--- Фрагмент документа ---

Между Москвой и Тверью. Становление Великорусского государства — страница 24 из 62

«Егда бысть великая рать татарская, глаголемая Федорчюкова Турадыкова егда же по сем за год един, и наста насилованье много, сирень княжение великое Московское досталося князю великому Ивану Даниловичу, купно же досталося и княжение Ростовское к Москве, увы, тогда граду Ростову, паче же и князем их, яко отъяся от них власть и княжение, и имение, и честь, и слава и вся прочая и потягну к Москве. Егда изыде повеление великого князя Ивана Даниловича, и послан бысть от Москвы на Ростов, аки некий воевода, едва от вельмож, именем Василей, прозвищем Конева, и с ним Мина, и егда внидоста во град Ростов, тогда возложиста велику нужу на град да и на вся живущая в нем, и гонение много умножися». Епифаний говорит далее о том, как ростовцам пришлось отдавать москвичам «имения своя с нужею» и терпеть «проживу того» – побои и укоризны366. Под книжной риторикой Епифания – нечто большее, чем простое обличение воеводских злоупотреблений. Речь идет об умалении княжеской власти ростовских отчичей, о хозяйничании в Ростове московских бояр, словно они – правители ростовские, о суровых мерах для взыскания с ростовцев каких-то платежей. Аналогия новгородских отношений в. к. Ивана вызывает предположение, что дело идет о тех же «запросах царевых», о крутых мерах для сбора «серебра» на ордынские платежи367. Рассказ Епифания отразил острую обиду ростовцев, которая нашла, по-видимому, выход в попытке сопротивления; Епифаний сообщает о мучении московскими боярами старейшего боярина ростовского Аверкия и об ужасе, какой они этим нагнали на все население ростовской области368.

---

= Задание A =
Изложите содержание фрагмента в двух предложениях.

--- Строки набора данных ---

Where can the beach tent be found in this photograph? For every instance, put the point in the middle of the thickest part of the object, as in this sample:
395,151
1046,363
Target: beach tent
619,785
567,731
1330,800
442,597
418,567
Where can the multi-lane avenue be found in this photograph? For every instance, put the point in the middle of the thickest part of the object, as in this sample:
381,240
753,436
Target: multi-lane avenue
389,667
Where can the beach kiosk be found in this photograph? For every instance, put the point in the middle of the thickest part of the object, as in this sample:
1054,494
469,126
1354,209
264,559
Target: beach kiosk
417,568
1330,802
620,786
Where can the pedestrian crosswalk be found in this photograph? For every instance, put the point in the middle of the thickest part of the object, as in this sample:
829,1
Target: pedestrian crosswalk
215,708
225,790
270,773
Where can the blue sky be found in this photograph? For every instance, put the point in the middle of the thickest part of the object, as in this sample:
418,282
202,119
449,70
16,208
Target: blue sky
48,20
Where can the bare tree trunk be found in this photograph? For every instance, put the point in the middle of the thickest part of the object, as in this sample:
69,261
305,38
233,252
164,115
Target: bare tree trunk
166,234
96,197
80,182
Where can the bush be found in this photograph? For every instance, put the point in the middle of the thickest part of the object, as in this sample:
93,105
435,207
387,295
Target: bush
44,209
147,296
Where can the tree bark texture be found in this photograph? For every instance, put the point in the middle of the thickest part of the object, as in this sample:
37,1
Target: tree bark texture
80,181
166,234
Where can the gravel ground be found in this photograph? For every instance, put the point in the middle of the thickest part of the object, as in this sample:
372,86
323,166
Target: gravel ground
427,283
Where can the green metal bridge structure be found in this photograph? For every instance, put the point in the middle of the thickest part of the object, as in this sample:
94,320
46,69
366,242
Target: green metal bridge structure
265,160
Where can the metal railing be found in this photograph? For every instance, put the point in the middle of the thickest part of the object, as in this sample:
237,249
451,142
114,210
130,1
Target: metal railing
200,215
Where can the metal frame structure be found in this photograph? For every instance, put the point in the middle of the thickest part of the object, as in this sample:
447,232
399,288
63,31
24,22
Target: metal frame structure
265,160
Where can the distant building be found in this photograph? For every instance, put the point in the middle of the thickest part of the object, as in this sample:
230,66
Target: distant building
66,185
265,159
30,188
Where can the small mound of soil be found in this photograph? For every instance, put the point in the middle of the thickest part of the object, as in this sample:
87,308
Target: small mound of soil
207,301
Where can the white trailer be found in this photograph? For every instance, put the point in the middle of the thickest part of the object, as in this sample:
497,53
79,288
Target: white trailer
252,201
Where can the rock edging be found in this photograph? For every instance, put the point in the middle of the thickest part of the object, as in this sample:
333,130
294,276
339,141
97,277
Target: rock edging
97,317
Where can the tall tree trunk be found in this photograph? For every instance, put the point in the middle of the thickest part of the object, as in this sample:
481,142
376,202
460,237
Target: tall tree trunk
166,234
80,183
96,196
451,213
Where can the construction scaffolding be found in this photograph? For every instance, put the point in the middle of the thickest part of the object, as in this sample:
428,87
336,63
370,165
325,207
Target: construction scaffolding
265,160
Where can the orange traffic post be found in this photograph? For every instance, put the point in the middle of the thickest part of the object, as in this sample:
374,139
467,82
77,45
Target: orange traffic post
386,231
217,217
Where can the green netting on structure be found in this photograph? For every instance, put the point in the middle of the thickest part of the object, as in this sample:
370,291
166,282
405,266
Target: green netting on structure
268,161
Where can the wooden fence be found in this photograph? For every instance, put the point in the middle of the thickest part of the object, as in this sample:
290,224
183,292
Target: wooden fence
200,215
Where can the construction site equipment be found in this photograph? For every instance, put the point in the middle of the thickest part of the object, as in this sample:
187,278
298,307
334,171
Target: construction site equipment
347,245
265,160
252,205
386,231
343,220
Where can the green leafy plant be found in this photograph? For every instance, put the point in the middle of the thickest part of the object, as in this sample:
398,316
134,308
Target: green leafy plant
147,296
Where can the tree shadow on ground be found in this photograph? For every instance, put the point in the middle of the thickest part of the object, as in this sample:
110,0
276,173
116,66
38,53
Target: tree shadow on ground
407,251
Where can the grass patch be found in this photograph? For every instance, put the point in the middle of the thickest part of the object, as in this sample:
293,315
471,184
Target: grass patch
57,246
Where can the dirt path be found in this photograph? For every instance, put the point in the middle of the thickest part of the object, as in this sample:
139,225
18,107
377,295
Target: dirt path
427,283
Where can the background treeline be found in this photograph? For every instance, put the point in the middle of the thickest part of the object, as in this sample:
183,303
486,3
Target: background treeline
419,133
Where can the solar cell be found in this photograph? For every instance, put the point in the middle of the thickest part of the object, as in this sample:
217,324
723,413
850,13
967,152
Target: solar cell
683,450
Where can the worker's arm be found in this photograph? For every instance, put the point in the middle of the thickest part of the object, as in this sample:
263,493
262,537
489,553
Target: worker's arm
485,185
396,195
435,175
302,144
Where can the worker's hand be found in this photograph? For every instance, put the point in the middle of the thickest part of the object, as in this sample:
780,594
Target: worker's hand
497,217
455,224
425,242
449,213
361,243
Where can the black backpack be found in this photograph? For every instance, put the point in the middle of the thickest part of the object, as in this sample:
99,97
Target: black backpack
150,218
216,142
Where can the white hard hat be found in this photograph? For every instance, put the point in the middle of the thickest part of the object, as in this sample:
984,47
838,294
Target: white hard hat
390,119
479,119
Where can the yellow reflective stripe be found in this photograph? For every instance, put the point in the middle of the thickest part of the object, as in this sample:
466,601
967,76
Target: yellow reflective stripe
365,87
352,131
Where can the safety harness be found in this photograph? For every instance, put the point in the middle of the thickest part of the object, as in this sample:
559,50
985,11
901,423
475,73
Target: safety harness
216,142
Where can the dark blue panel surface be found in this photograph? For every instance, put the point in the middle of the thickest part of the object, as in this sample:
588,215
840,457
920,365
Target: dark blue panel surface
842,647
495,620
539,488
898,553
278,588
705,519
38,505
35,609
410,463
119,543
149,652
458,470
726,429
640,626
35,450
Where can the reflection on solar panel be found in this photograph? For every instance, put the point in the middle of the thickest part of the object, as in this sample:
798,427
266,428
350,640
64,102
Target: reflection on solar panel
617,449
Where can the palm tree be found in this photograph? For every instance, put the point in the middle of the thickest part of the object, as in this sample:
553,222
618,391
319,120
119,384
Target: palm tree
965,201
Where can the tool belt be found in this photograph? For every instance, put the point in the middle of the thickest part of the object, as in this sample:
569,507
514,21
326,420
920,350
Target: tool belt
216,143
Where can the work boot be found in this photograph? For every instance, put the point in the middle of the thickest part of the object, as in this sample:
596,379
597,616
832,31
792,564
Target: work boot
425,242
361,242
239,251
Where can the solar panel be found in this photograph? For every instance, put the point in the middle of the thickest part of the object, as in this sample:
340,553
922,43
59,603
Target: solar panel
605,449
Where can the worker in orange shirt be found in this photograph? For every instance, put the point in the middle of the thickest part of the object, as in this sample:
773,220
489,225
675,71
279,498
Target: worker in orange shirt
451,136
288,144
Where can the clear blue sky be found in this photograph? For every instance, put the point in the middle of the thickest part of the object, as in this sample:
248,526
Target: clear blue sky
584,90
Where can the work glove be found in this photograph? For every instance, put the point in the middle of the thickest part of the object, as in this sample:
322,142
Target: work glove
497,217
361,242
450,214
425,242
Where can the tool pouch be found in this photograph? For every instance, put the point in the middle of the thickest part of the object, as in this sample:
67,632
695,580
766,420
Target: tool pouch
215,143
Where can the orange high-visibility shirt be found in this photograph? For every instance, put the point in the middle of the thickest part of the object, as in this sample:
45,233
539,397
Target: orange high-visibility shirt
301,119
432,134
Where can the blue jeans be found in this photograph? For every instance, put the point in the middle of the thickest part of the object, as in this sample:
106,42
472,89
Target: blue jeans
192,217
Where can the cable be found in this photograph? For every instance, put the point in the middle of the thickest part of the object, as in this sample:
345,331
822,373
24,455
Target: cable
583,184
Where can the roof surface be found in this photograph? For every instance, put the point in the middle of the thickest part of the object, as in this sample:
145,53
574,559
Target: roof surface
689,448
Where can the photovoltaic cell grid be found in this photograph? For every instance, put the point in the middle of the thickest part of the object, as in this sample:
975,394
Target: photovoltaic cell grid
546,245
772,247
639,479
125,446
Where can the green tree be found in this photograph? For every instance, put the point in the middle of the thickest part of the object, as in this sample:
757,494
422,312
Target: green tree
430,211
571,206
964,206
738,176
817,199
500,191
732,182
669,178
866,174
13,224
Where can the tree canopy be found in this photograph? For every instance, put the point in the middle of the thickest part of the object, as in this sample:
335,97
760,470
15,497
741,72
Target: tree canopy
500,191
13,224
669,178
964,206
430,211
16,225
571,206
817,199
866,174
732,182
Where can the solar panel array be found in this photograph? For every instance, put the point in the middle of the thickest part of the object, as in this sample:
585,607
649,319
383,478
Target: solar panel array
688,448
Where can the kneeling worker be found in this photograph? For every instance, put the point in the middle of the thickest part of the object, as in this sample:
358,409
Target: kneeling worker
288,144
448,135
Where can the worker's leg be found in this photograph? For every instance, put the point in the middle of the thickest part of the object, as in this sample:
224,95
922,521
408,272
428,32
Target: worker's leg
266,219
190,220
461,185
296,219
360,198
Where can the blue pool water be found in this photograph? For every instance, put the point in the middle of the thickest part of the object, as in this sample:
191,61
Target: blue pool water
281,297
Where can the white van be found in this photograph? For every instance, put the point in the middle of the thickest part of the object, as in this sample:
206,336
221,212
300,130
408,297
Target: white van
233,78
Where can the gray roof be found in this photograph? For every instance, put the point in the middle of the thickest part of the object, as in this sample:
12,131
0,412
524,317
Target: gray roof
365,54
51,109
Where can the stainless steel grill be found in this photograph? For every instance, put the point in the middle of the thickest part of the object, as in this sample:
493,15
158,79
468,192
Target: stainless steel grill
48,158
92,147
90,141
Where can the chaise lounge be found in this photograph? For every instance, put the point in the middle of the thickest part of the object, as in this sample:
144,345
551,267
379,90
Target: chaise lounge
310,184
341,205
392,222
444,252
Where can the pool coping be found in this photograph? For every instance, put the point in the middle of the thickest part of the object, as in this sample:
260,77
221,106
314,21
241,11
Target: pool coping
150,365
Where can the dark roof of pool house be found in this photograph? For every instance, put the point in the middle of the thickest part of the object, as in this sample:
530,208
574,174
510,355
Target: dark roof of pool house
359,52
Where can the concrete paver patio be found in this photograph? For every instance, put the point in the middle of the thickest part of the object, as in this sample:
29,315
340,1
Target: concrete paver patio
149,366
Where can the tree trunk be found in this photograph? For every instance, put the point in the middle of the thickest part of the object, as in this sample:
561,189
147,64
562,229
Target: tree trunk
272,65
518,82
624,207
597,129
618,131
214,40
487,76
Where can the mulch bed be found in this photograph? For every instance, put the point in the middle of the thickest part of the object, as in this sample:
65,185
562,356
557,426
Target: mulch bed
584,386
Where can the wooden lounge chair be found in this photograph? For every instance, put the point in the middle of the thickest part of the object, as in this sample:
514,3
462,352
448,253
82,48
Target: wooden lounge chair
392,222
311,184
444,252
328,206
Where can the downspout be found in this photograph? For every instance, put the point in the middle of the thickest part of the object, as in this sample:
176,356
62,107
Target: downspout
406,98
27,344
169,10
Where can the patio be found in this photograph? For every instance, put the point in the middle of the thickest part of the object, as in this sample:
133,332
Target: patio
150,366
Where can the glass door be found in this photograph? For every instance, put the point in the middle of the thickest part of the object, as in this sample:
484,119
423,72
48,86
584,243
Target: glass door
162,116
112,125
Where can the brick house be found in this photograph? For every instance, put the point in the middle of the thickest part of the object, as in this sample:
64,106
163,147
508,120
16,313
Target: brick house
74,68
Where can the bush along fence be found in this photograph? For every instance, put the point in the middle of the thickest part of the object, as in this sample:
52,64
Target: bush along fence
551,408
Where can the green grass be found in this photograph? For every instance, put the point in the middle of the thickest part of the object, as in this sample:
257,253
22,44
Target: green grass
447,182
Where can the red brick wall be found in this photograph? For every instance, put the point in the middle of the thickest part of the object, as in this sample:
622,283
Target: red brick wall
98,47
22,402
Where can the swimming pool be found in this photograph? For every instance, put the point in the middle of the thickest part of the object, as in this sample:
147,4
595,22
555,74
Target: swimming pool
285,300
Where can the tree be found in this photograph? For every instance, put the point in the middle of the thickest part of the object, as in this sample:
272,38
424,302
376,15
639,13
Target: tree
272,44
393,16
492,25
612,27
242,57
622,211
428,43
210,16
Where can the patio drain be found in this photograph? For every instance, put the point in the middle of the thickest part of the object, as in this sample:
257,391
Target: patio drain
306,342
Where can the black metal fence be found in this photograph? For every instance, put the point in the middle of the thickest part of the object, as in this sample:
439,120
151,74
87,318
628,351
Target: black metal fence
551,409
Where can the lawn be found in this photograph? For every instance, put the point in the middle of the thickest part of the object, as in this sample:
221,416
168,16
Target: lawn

---

= Задание B =
Приведите все строки записей, в которых встречается слово «blue».

= Полный ответ A =
Во фрагменте приводится рассказ Епифания о том, как после Федорчюковой рати Ростовское княжение отошло к Москве, а присланные из Москвы Василей и Мина возложили на город «велику нужу», вынуждая ростовцев отдавать имения и терпеть побои и укоризны. Автор видит в этом умаление княжеской власти ростовских отчичей и хозяйничание московских бояр, предполагает сбор «серебра» на ордынские платежи и отмечает, что обида ростовцев, по-видимому, вылилась в попытку сопротивления.

= Полный ответ B =
Where can the blue sky be found in this photograph? For every instance, put the point in the middle of the thickest part of the object, as in this sample:
Target: blue sky
Where can the dark blue panel surface be found in this photograph? For every instance, put the point in the middle of the thickest part of the object, as in this sample:
Target: dark blue panel surface
Where can the clear blue sky be found in this photograph? For every instance, put the point in the middle of the thickest part of the object, as in this sample:
Target: clear blue sky
Where can the blue jeans be found in this photograph? For every instance, put the point in the middle of the thickest part of the object, as in this sample:
Target: blue jeans
Where can the blue pool water be found in this photograph? For every instance, put the point in the middle of the thickest part of the object, as in this sample:
Target: blue pool water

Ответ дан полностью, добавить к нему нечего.